Task objective: List each line in the rows below that contains the word "flank", copying every such line whole. Uppercase and lowercase count as different.

◆ ◆ ◆ ◆ ◆

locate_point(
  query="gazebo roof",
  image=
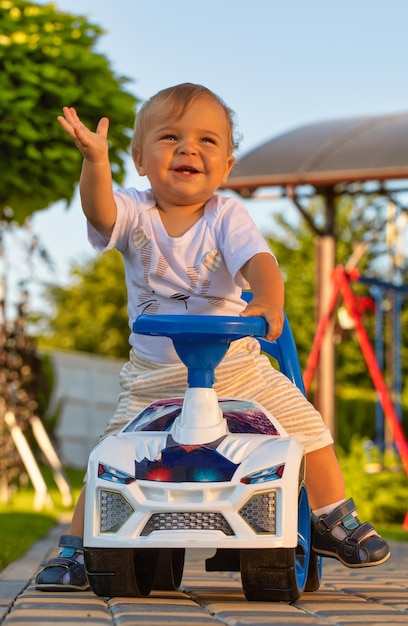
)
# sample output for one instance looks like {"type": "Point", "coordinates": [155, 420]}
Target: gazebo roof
{"type": "Point", "coordinates": [327, 153]}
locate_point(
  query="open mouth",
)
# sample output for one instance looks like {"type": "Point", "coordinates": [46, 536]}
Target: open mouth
{"type": "Point", "coordinates": [185, 169]}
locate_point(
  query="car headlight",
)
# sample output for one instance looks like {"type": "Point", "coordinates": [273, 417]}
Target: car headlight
{"type": "Point", "coordinates": [106, 472]}
{"type": "Point", "coordinates": [263, 476]}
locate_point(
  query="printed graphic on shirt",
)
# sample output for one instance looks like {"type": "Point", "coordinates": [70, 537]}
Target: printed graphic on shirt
{"type": "Point", "coordinates": [195, 283]}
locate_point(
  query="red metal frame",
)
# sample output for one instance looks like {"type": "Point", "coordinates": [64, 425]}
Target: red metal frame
{"type": "Point", "coordinates": [342, 287]}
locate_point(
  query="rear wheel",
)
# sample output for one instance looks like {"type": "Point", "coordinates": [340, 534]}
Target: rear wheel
{"type": "Point", "coordinates": [169, 570]}
{"type": "Point", "coordinates": [124, 572]}
{"type": "Point", "coordinates": [280, 574]}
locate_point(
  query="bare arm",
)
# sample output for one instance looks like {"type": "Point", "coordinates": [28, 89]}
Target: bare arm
{"type": "Point", "coordinates": [95, 185]}
{"type": "Point", "coordinates": [264, 276]}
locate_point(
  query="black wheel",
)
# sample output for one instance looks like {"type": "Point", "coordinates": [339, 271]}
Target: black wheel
{"type": "Point", "coordinates": [279, 574]}
{"type": "Point", "coordinates": [169, 570]}
{"type": "Point", "coordinates": [314, 573]}
{"type": "Point", "coordinates": [121, 572]}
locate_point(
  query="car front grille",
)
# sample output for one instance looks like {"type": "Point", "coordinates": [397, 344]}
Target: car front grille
{"type": "Point", "coordinates": [259, 512]}
{"type": "Point", "coordinates": [187, 520]}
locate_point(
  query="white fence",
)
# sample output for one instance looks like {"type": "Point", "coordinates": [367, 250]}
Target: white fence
{"type": "Point", "coordinates": [87, 387]}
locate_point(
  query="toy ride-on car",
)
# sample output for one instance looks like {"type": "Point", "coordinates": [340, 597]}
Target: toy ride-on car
{"type": "Point", "coordinates": [201, 472]}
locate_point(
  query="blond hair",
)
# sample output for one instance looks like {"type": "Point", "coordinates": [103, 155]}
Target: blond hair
{"type": "Point", "coordinates": [175, 100]}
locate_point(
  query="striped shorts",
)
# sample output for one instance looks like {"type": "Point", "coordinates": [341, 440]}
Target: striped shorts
{"type": "Point", "coordinates": [244, 373]}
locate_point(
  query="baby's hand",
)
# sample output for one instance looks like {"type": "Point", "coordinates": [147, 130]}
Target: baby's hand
{"type": "Point", "coordinates": [93, 146]}
{"type": "Point", "coordinates": [272, 312]}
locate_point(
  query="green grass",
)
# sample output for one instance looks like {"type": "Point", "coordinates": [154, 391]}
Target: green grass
{"type": "Point", "coordinates": [21, 525]}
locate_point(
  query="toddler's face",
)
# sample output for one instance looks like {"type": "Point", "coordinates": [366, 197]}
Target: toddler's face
{"type": "Point", "coordinates": [188, 158]}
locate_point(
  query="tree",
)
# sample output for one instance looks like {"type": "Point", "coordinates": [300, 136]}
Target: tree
{"type": "Point", "coordinates": [90, 315]}
{"type": "Point", "coordinates": [358, 220]}
{"type": "Point", "coordinates": [48, 60]}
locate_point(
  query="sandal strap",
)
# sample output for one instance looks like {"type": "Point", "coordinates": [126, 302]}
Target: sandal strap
{"type": "Point", "coordinates": [71, 541]}
{"type": "Point", "coordinates": [61, 561]}
{"type": "Point", "coordinates": [339, 513]}
{"type": "Point", "coordinates": [361, 532]}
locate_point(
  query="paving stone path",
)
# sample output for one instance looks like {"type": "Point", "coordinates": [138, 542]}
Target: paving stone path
{"type": "Point", "coordinates": [375, 595]}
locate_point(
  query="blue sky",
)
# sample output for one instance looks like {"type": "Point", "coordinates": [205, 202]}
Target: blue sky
{"type": "Point", "coordinates": [278, 63]}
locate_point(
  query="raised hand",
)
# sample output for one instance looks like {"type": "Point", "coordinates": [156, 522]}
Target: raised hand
{"type": "Point", "coordinates": [92, 145]}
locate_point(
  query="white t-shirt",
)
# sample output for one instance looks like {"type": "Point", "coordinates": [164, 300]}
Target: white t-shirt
{"type": "Point", "coordinates": [196, 274]}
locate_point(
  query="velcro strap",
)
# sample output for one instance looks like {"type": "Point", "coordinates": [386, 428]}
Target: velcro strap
{"type": "Point", "coordinates": [361, 532]}
{"type": "Point", "coordinates": [339, 513]}
{"type": "Point", "coordinates": [60, 561]}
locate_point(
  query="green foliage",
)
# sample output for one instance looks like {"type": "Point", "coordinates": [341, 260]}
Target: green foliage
{"type": "Point", "coordinates": [47, 61]}
{"type": "Point", "coordinates": [295, 249]}
{"type": "Point", "coordinates": [91, 314]}
{"type": "Point", "coordinates": [381, 498]}
{"type": "Point", "coordinates": [18, 531]}
{"type": "Point", "coordinates": [20, 526]}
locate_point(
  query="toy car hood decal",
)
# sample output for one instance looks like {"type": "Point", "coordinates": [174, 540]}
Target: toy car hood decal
{"type": "Point", "coordinates": [179, 463]}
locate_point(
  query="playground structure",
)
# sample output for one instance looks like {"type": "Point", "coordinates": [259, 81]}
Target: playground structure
{"type": "Point", "coordinates": [341, 286]}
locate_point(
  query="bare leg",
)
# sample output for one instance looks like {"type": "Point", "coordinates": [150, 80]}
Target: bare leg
{"type": "Point", "coordinates": [324, 478]}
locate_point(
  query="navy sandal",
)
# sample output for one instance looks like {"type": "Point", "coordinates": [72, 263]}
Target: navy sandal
{"type": "Point", "coordinates": [355, 545]}
{"type": "Point", "coordinates": [64, 572]}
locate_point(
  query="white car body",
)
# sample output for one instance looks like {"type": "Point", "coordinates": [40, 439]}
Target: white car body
{"type": "Point", "coordinates": [145, 490]}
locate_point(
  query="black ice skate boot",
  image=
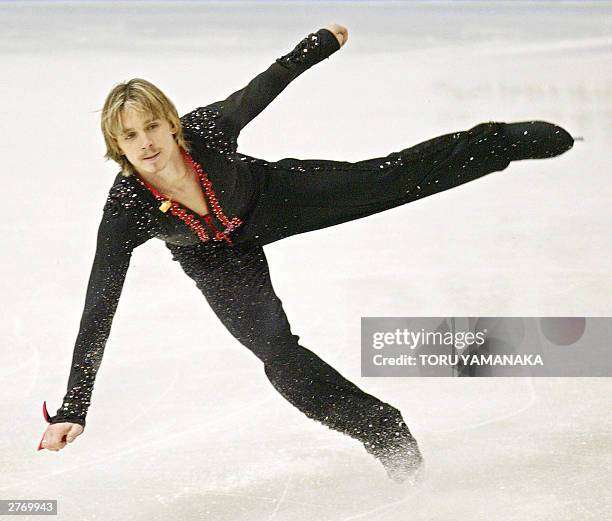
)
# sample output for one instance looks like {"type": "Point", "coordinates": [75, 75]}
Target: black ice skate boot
{"type": "Point", "coordinates": [391, 442]}
{"type": "Point", "coordinates": [535, 140]}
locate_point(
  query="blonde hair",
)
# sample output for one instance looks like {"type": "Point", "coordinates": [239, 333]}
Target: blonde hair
{"type": "Point", "coordinates": [145, 98]}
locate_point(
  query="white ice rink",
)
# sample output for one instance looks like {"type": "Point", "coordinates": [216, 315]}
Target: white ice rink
{"type": "Point", "coordinates": [184, 424]}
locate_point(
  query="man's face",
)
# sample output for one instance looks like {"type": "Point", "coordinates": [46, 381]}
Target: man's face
{"type": "Point", "coordinates": [147, 143]}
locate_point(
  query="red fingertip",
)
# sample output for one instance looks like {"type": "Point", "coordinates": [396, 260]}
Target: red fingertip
{"type": "Point", "coordinates": [46, 413]}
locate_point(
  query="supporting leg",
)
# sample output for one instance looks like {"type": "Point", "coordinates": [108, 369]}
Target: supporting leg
{"type": "Point", "coordinates": [236, 283]}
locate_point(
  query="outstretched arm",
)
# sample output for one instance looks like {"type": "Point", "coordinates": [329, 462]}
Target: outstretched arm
{"type": "Point", "coordinates": [119, 232]}
{"type": "Point", "coordinates": [245, 104]}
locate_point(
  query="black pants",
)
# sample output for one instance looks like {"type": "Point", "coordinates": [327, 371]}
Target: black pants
{"type": "Point", "coordinates": [305, 195]}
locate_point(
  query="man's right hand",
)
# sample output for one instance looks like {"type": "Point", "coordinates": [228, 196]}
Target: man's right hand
{"type": "Point", "coordinates": [58, 435]}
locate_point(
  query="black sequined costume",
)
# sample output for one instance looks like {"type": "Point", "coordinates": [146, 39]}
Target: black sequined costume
{"type": "Point", "coordinates": [257, 202]}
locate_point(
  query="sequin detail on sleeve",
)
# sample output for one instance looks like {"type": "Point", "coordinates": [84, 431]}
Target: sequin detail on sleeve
{"type": "Point", "coordinates": [123, 227]}
{"type": "Point", "coordinates": [204, 122]}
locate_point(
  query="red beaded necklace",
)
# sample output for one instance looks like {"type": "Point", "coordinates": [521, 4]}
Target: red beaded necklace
{"type": "Point", "coordinates": [187, 217]}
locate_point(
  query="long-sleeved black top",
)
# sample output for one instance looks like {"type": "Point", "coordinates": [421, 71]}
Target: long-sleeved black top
{"type": "Point", "coordinates": [131, 214]}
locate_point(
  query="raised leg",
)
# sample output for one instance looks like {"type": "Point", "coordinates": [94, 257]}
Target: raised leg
{"type": "Point", "coordinates": [302, 195]}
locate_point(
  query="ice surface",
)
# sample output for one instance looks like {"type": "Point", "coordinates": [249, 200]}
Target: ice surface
{"type": "Point", "coordinates": [184, 424]}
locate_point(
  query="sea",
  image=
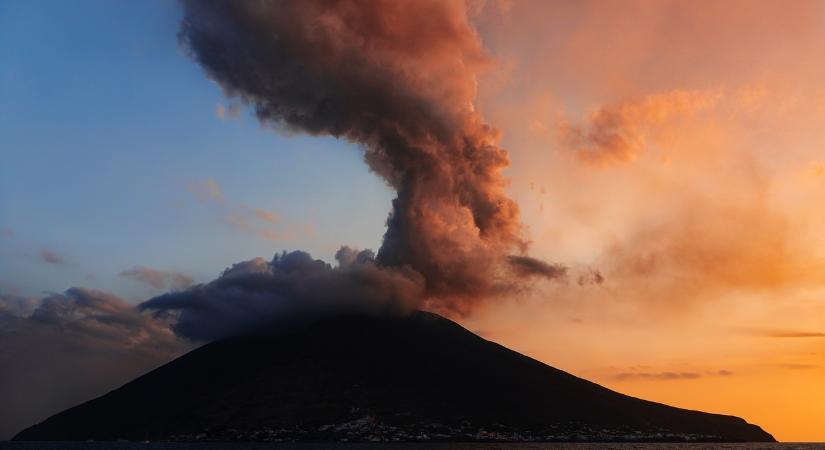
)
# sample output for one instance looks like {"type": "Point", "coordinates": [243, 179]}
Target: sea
{"type": "Point", "coordinates": [405, 446]}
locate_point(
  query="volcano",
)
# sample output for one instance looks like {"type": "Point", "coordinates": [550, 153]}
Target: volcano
{"type": "Point", "coordinates": [359, 378]}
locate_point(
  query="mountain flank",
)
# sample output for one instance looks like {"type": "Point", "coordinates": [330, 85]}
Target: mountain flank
{"type": "Point", "coordinates": [358, 378]}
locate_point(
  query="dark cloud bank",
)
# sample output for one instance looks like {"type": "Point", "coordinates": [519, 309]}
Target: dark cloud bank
{"type": "Point", "coordinates": [66, 348]}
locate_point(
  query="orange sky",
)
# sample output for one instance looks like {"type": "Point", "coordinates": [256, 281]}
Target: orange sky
{"type": "Point", "coordinates": [679, 149]}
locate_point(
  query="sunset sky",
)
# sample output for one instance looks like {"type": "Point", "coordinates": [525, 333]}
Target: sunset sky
{"type": "Point", "coordinates": [670, 154]}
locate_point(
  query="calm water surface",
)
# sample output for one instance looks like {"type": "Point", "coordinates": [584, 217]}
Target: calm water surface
{"type": "Point", "coordinates": [422, 446]}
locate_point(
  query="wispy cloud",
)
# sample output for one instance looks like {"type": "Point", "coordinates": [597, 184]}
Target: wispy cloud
{"type": "Point", "coordinates": [51, 257]}
{"type": "Point", "coordinates": [158, 279]}
{"type": "Point", "coordinates": [207, 190]}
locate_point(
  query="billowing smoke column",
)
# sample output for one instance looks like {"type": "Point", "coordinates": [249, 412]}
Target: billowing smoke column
{"type": "Point", "coordinates": [397, 77]}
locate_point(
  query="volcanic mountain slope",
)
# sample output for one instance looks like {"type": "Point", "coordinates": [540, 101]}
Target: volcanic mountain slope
{"type": "Point", "coordinates": [364, 378]}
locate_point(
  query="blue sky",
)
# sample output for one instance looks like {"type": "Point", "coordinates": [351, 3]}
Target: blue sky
{"type": "Point", "coordinates": [107, 128]}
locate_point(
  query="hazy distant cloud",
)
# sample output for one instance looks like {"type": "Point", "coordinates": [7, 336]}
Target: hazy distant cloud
{"type": "Point", "coordinates": [206, 190]}
{"type": "Point", "coordinates": [66, 348]}
{"type": "Point", "coordinates": [260, 295]}
{"type": "Point", "coordinates": [796, 334]}
{"type": "Point", "coordinates": [52, 257]}
{"type": "Point", "coordinates": [267, 216]}
{"type": "Point", "coordinates": [799, 366]}
{"type": "Point", "coordinates": [268, 225]}
{"type": "Point", "coordinates": [667, 376]}
{"type": "Point", "coordinates": [158, 279]}
{"type": "Point", "coordinates": [620, 132]}
{"type": "Point", "coordinates": [781, 333]}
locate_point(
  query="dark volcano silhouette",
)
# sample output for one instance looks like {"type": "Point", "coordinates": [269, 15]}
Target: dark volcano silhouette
{"type": "Point", "coordinates": [365, 378]}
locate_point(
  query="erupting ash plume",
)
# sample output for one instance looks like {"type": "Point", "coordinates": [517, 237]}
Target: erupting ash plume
{"type": "Point", "coordinates": [398, 78]}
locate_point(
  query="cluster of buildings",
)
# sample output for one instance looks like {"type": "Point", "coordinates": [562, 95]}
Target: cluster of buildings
{"type": "Point", "coordinates": [368, 429]}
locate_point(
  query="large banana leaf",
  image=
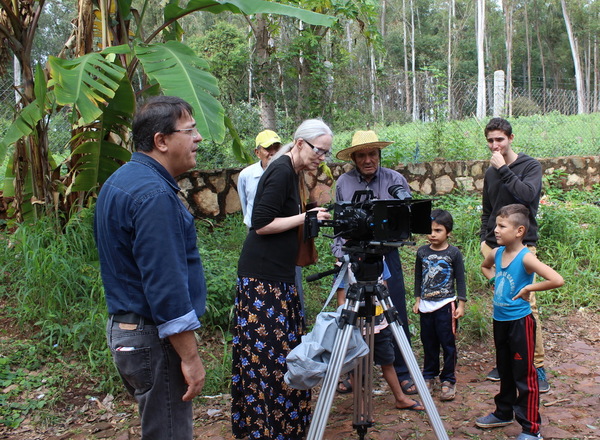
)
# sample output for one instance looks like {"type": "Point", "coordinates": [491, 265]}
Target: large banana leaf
{"type": "Point", "coordinates": [248, 7]}
{"type": "Point", "coordinates": [180, 72]}
{"type": "Point", "coordinates": [28, 118]}
{"type": "Point", "coordinates": [97, 156]}
{"type": "Point", "coordinates": [23, 126]}
{"type": "Point", "coordinates": [85, 83]}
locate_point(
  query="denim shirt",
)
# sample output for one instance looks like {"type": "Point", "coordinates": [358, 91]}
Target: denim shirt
{"type": "Point", "coordinates": [146, 241]}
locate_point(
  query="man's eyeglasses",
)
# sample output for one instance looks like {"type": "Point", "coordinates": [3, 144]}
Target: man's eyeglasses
{"type": "Point", "coordinates": [319, 151]}
{"type": "Point", "coordinates": [191, 131]}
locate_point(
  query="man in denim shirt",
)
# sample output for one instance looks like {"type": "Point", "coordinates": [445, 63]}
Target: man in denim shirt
{"type": "Point", "coordinates": [151, 270]}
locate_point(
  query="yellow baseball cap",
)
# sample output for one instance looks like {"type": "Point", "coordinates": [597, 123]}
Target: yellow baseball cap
{"type": "Point", "coordinates": [267, 138]}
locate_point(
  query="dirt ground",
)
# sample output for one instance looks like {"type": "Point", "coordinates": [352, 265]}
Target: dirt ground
{"type": "Point", "coordinates": [569, 410]}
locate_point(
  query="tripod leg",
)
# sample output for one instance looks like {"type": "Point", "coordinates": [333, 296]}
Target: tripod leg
{"type": "Point", "coordinates": [363, 385]}
{"type": "Point", "coordinates": [340, 347]}
{"type": "Point", "coordinates": [411, 362]}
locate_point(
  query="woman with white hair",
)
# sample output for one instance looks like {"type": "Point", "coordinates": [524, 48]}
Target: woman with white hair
{"type": "Point", "coordinates": [269, 320]}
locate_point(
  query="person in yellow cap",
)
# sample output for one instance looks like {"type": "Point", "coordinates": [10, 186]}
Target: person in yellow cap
{"type": "Point", "coordinates": [365, 153]}
{"type": "Point", "coordinates": [267, 144]}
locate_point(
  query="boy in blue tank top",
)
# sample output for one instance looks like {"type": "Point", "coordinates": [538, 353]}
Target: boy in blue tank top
{"type": "Point", "coordinates": [514, 325]}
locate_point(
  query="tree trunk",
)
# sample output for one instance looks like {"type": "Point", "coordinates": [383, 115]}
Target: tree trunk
{"type": "Point", "coordinates": [528, 47]}
{"type": "Point", "coordinates": [596, 78]}
{"type": "Point", "coordinates": [31, 154]}
{"type": "Point", "coordinates": [372, 80]}
{"type": "Point", "coordinates": [542, 59]}
{"type": "Point", "coordinates": [415, 110]}
{"type": "Point", "coordinates": [405, 46]}
{"type": "Point", "coordinates": [449, 70]}
{"type": "Point", "coordinates": [85, 26]}
{"type": "Point", "coordinates": [507, 6]}
{"type": "Point", "coordinates": [480, 33]}
{"type": "Point", "coordinates": [581, 107]}
{"type": "Point", "coordinates": [263, 77]}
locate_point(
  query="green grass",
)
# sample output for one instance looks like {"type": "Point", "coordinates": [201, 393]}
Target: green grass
{"type": "Point", "coordinates": [51, 290]}
{"type": "Point", "coordinates": [551, 135]}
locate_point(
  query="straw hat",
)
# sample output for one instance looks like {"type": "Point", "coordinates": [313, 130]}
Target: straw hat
{"type": "Point", "coordinates": [360, 141]}
{"type": "Point", "coordinates": [267, 138]}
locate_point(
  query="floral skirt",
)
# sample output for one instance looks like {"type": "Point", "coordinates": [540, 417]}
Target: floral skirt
{"type": "Point", "coordinates": [269, 323]}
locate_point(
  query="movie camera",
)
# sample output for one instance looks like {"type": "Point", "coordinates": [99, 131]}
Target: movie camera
{"type": "Point", "coordinates": [369, 221]}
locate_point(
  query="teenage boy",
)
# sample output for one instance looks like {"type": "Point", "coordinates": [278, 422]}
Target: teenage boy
{"type": "Point", "coordinates": [511, 178]}
{"type": "Point", "coordinates": [514, 324]}
{"type": "Point", "coordinates": [439, 283]}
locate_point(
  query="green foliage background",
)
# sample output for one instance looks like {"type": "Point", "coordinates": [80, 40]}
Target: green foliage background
{"type": "Point", "coordinates": [51, 288]}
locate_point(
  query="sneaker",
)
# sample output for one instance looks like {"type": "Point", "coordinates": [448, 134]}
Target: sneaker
{"type": "Point", "coordinates": [491, 421]}
{"type": "Point", "coordinates": [524, 436]}
{"type": "Point", "coordinates": [493, 375]}
{"type": "Point", "coordinates": [430, 384]}
{"type": "Point", "coordinates": [448, 391]}
{"type": "Point", "coordinates": [543, 384]}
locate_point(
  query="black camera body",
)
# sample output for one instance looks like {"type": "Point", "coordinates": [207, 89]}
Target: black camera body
{"type": "Point", "coordinates": [369, 220]}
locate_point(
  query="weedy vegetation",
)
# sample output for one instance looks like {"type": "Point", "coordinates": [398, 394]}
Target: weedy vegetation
{"type": "Point", "coordinates": [53, 311]}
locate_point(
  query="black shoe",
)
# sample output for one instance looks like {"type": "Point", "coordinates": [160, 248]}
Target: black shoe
{"type": "Point", "coordinates": [543, 384]}
{"type": "Point", "coordinates": [493, 375]}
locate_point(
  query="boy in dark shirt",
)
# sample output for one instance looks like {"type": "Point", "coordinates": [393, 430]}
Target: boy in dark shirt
{"type": "Point", "coordinates": [438, 267]}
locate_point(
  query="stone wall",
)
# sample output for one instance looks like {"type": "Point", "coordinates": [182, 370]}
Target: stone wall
{"type": "Point", "coordinates": [214, 193]}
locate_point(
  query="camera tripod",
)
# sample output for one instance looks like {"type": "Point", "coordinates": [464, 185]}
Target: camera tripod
{"type": "Point", "coordinates": [367, 266]}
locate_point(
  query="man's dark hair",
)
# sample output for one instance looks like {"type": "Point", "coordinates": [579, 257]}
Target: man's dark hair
{"type": "Point", "coordinates": [518, 212]}
{"type": "Point", "coordinates": [444, 218]}
{"type": "Point", "coordinates": [158, 114]}
{"type": "Point", "coordinates": [498, 124]}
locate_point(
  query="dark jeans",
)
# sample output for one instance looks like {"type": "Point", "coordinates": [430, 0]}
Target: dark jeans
{"type": "Point", "coordinates": [151, 371]}
{"type": "Point", "coordinates": [397, 291]}
{"type": "Point", "coordinates": [438, 329]}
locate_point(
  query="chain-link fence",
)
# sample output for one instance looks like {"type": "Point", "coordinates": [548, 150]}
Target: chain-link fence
{"type": "Point", "coordinates": [435, 125]}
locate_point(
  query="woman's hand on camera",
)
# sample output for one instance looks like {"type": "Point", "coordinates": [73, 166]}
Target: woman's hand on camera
{"type": "Point", "coordinates": [322, 213]}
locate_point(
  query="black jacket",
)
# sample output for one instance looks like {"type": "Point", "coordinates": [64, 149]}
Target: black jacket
{"type": "Point", "coordinates": [519, 182]}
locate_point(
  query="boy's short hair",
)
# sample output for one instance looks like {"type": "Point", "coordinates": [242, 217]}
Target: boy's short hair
{"type": "Point", "coordinates": [498, 124]}
{"type": "Point", "coordinates": [444, 218]}
{"type": "Point", "coordinates": [519, 214]}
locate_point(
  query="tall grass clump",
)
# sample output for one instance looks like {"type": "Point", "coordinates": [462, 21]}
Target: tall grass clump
{"type": "Point", "coordinates": [56, 285]}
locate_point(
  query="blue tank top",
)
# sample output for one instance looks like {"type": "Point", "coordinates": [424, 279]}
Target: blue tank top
{"type": "Point", "coordinates": [509, 281]}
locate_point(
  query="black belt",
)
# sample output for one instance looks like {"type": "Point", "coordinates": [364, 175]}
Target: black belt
{"type": "Point", "coordinates": [131, 318]}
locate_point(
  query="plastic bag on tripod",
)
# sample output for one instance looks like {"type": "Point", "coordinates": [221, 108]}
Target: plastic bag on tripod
{"type": "Point", "coordinates": [307, 363]}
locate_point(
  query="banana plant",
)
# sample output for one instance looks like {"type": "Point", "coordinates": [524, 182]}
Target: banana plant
{"type": "Point", "coordinates": [97, 88]}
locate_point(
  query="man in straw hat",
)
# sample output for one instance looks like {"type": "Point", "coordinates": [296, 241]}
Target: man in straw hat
{"type": "Point", "coordinates": [267, 144]}
{"type": "Point", "coordinates": [365, 152]}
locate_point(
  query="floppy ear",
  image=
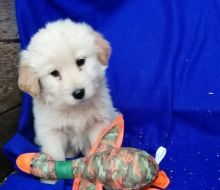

◆ ◆ ◆ ◆ ◆

Written response:
  query="mountain flank",
Target: mountain flank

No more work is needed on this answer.